(Dataset rows)
=-=-=-=-=

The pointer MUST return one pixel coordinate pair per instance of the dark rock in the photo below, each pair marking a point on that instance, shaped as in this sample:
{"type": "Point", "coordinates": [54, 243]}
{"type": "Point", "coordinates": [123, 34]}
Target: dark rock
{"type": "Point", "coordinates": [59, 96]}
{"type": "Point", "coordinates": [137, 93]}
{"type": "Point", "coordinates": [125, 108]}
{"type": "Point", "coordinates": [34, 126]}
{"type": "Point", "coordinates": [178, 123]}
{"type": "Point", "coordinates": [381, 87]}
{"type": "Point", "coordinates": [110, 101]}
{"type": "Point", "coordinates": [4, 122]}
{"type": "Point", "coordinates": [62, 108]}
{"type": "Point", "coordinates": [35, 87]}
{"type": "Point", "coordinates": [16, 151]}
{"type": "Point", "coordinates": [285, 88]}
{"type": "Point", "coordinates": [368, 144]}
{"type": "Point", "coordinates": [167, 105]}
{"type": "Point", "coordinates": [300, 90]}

=-=-=-=-=

◆ WHAT YOU ARE ASKED TO DO ◆
Show every line of the listing above that contains the word "rock", treating uppercase and lowercase letters as distinct.

◆ RESPONSE ◆
The pointer MUST return one pixel coordinate pair per instance of the dark rock in the photo below, each pair marking a point on that instance, shaped as in this sample:
Target: dark rock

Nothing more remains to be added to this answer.